◆ Data shown:
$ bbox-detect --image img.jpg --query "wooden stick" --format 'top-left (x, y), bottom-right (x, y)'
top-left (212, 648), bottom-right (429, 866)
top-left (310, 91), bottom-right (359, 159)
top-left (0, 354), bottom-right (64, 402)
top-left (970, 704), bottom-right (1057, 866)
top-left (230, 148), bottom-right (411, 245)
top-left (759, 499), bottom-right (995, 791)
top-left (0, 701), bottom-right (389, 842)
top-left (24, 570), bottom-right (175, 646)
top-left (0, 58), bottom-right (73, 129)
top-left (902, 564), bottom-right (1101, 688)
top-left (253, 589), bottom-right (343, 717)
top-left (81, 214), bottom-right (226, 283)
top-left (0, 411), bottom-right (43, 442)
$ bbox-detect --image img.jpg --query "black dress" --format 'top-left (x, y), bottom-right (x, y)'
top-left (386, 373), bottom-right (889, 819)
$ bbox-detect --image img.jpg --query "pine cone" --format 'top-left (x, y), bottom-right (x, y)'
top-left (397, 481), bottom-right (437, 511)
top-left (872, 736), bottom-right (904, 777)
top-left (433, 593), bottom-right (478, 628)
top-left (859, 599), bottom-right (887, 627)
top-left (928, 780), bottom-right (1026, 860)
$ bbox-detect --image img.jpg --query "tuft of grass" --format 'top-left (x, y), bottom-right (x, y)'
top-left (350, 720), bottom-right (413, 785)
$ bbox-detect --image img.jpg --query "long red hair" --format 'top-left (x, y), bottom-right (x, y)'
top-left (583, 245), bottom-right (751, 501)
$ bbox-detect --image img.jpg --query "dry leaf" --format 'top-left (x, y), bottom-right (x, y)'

◆ Task to complete: Your job here is to copy the entries above exactly.

◆ Output of the task:
$ bbox-detect --image img.jpg --query "wooden stick" --format 'top-left (x, y), bottom-right (x, y)'
top-left (212, 648), bottom-right (429, 866)
top-left (310, 91), bottom-right (359, 159)
top-left (0, 354), bottom-right (64, 402)
top-left (970, 704), bottom-right (1057, 866)
top-left (230, 148), bottom-right (411, 245)
top-left (759, 499), bottom-right (995, 791)
top-left (0, 701), bottom-right (389, 842)
top-left (24, 570), bottom-right (175, 646)
top-left (0, 58), bottom-right (73, 129)
top-left (902, 564), bottom-right (1101, 688)
top-left (253, 589), bottom-right (343, 717)
top-left (81, 214), bottom-right (226, 283)
top-left (0, 411), bottom-right (43, 442)
$ bbox-detect --image img.jpg --query "black dress" --format 'top-left (x, y), bottom-right (x, y)'
top-left (386, 373), bottom-right (889, 819)
$ bbox-detect --image img.jpg --query "pine cone" --format 'top-left (x, y), bottom-right (x, y)'
top-left (397, 481), bottom-right (437, 511)
top-left (872, 736), bottom-right (904, 777)
top-left (433, 593), bottom-right (478, 628)
top-left (859, 599), bottom-right (887, 627)
top-left (928, 780), bottom-right (1026, 860)
$ bbox-detect --image img.jpg --query "tuft of grass" --format 'top-left (x, y), bottom-right (x, y)'
top-left (350, 720), bottom-right (413, 785)
$ bbox-detect --image img.jpg --query "long red hair" --format 'top-left (x, y), bottom-right (x, y)'
top-left (583, 245), bottom-right (751, 501)
$ bbox-detect --image img.jpg --query "dry leaf" --format 'top-left (x, y), bottom-right (x, y)'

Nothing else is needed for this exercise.